> Job
Extract every line of the material below that contains the string "stacked", treating uppercase and lowercase as different. Copy each matching line in full.

> Given data
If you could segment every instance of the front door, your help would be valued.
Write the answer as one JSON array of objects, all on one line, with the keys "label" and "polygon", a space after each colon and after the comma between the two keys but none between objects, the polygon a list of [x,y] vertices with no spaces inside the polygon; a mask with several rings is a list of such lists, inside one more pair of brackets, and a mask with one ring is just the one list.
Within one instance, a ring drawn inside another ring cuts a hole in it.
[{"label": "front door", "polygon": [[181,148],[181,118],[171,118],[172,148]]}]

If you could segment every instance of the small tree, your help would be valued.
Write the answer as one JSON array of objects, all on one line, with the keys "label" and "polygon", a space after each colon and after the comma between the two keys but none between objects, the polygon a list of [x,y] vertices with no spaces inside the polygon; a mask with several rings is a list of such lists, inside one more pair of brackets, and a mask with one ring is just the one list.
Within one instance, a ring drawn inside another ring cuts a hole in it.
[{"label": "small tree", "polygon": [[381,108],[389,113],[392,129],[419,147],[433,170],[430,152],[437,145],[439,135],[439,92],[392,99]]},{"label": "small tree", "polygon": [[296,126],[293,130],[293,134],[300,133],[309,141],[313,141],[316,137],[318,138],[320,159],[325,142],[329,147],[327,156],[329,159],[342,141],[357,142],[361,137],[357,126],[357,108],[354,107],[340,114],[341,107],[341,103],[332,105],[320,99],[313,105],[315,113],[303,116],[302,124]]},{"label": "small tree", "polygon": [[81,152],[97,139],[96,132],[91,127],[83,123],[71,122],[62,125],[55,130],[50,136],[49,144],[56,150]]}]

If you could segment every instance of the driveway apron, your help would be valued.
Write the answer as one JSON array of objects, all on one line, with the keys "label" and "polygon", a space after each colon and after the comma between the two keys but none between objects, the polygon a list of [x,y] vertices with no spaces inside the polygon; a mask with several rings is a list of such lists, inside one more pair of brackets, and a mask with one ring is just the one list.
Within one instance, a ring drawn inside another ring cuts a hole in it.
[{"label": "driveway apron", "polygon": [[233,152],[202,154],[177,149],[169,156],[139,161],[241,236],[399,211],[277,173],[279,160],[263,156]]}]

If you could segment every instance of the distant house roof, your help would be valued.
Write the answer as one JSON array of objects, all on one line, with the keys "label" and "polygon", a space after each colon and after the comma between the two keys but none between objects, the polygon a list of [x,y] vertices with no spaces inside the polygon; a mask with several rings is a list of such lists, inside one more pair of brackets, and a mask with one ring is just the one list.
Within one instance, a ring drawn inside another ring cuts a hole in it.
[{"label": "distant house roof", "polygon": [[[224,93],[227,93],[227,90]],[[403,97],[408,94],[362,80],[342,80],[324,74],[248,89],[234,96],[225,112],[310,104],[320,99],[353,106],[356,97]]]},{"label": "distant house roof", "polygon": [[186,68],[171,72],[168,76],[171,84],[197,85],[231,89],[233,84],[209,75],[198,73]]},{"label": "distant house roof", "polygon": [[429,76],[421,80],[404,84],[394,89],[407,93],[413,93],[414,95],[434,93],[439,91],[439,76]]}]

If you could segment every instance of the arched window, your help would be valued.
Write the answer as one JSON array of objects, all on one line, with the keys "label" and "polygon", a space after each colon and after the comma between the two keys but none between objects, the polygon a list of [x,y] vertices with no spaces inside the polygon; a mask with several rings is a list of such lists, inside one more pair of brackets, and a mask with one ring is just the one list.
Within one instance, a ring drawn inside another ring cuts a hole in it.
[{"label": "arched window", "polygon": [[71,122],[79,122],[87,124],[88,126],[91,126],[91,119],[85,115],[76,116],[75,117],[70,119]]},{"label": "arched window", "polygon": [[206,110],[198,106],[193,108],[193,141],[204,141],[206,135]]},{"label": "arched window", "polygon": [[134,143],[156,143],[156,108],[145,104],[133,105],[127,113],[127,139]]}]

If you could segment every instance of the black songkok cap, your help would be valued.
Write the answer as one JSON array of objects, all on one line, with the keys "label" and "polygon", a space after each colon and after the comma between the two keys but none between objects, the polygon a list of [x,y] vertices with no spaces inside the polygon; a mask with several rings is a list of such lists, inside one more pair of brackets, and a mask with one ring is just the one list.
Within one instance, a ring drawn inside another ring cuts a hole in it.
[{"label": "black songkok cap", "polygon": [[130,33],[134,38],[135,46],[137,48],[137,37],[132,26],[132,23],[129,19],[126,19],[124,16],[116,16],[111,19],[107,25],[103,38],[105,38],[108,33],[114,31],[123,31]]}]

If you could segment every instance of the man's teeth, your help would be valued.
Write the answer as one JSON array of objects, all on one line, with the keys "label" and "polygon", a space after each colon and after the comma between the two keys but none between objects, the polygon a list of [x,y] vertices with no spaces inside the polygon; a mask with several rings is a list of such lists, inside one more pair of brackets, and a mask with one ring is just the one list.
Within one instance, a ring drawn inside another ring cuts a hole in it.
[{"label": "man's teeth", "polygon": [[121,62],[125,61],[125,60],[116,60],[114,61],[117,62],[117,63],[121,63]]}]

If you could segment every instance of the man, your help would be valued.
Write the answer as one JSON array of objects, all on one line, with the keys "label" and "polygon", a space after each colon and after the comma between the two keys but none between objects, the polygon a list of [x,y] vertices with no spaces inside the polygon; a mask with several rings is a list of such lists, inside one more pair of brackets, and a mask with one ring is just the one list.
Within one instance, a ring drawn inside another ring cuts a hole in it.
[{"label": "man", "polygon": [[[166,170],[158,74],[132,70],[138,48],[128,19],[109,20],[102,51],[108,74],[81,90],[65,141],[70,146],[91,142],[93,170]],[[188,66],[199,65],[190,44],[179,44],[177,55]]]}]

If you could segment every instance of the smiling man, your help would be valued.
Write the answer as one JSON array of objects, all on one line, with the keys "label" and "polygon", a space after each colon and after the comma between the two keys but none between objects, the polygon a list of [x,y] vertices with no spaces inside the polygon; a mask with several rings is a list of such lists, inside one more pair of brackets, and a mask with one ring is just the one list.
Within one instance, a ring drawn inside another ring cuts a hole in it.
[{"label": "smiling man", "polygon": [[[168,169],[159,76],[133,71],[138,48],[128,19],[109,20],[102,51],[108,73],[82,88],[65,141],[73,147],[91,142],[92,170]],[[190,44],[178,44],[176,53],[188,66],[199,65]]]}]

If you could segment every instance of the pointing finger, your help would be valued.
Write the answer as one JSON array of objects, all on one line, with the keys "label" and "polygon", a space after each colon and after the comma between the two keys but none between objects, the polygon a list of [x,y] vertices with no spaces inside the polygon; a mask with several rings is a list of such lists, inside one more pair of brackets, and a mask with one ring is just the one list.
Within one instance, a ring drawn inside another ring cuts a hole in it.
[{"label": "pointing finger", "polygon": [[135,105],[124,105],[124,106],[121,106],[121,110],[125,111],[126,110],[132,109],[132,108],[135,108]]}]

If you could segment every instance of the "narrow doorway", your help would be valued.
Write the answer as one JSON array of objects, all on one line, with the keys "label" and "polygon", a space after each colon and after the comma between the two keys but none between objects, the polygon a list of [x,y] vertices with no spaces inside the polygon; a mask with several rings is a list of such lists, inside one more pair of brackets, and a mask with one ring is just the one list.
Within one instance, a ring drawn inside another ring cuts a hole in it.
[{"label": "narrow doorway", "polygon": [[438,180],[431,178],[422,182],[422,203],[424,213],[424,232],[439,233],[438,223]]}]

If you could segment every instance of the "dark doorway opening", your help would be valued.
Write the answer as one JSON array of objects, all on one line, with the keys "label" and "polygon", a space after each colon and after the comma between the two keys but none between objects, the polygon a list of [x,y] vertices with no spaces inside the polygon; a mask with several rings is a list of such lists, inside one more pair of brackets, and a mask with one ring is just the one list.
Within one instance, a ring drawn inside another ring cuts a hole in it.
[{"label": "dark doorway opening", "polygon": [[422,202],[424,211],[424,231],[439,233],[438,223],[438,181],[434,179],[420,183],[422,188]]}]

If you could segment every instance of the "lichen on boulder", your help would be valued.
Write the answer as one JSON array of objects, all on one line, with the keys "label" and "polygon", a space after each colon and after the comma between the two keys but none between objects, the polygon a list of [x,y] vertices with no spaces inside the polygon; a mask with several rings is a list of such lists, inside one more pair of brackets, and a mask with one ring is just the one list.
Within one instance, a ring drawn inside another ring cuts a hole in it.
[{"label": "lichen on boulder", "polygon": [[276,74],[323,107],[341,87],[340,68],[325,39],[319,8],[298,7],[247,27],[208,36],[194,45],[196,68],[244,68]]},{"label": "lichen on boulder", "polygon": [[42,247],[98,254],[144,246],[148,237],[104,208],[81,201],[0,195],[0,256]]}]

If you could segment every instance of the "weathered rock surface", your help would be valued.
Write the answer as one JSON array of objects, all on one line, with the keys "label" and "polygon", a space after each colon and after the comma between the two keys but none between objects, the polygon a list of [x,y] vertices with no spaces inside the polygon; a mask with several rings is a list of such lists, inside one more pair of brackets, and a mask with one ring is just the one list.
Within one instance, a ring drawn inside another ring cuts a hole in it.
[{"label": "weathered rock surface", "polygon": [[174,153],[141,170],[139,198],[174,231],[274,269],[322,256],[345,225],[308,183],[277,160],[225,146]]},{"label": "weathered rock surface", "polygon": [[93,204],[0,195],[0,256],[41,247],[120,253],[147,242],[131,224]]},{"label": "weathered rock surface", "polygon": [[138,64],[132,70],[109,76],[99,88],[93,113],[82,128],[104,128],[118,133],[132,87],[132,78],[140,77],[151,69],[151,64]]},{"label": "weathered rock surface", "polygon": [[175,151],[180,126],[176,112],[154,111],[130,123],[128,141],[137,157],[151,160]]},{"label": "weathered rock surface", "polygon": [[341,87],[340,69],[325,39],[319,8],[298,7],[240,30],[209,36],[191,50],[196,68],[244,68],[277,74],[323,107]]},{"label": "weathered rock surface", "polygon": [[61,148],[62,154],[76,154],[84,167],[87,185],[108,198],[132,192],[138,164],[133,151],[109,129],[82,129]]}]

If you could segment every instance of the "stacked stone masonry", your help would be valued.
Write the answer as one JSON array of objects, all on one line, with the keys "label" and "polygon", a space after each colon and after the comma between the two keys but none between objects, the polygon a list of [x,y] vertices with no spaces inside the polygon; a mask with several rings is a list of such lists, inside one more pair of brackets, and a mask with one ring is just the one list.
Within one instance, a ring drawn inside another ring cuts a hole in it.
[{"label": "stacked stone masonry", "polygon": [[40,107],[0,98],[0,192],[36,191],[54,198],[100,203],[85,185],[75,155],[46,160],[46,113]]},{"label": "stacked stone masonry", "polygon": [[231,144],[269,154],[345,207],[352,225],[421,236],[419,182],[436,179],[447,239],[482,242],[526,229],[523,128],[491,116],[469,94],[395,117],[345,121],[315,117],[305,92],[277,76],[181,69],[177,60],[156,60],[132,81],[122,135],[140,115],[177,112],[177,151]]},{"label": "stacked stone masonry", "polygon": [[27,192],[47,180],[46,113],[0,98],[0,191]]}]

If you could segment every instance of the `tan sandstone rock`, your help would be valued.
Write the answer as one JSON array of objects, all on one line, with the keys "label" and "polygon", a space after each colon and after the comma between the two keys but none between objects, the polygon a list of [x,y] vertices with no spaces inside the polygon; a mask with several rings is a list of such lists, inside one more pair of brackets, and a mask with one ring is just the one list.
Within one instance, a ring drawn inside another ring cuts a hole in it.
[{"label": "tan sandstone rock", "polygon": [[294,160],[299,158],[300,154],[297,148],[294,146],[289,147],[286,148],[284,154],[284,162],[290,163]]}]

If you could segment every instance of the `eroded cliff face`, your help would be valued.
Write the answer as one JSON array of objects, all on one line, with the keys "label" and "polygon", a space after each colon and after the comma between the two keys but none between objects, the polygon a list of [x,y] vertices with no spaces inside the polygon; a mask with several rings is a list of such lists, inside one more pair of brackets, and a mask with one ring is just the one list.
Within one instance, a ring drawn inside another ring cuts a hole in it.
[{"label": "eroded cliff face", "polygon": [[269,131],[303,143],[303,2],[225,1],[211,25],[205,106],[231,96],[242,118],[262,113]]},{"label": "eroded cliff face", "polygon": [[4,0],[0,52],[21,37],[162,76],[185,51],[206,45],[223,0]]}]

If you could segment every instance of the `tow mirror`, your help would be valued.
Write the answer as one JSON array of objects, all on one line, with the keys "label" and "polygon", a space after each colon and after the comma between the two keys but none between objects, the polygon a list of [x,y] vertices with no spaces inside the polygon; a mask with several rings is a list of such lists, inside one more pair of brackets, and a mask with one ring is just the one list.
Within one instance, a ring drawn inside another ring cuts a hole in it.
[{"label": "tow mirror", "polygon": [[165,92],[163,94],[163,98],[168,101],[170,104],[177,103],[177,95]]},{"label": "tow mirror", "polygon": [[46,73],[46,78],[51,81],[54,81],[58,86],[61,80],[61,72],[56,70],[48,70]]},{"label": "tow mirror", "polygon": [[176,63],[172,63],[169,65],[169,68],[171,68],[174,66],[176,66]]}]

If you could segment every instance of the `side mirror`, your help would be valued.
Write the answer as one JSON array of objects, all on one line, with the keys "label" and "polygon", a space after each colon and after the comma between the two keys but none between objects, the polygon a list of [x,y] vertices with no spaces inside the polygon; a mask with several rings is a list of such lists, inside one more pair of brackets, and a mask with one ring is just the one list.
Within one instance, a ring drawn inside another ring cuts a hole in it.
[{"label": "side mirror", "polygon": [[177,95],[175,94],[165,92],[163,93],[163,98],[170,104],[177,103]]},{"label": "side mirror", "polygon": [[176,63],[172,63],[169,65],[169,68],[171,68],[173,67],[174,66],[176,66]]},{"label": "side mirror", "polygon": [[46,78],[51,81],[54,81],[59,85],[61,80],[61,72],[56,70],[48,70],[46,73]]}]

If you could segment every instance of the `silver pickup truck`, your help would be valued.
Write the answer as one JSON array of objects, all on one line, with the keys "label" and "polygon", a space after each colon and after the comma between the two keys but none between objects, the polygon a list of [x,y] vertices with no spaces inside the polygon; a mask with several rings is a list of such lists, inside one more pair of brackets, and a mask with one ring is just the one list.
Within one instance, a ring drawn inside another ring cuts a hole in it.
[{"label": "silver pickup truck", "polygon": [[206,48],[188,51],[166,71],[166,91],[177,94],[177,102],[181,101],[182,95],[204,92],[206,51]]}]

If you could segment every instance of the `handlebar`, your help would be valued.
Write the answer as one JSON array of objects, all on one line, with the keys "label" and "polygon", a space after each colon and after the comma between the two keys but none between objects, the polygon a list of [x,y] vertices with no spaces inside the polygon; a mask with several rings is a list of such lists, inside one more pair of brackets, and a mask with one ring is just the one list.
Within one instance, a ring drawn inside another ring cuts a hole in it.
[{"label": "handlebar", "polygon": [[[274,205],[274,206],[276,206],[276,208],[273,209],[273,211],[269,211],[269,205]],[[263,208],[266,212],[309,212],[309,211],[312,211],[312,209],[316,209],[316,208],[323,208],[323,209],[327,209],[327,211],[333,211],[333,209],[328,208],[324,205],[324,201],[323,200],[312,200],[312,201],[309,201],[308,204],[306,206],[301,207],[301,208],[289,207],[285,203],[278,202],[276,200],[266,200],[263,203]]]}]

> Exercise output
If you could segment every instance of the "stacked stone masonry", your help would be valued.
[{"label": "stacked stone masonry", "polygon": [[40,107],[0,98],[0,192],[36,191],[54,198],[100,203],[85,185],[75,155],[46,160],[46,113]]},{"label": "stacked stone masonry", "polygon": [[231,144],[269,154],[345,207],[352,225],[421,236],[419,182],[436,179],[447,239],[482,242],[526,229],[523,128],[491,116],[469,94],[395,117],[345,121],[315,117],[305,92],[277,76],[181,69],[177,60],[156,60],[132,81],[122,135],[140,115],[177,112],[177,151]]},{"label": "stacked stone masonry", "polygon": [[27,192],[47,180],[46,113],[0,98],[0,191]]}]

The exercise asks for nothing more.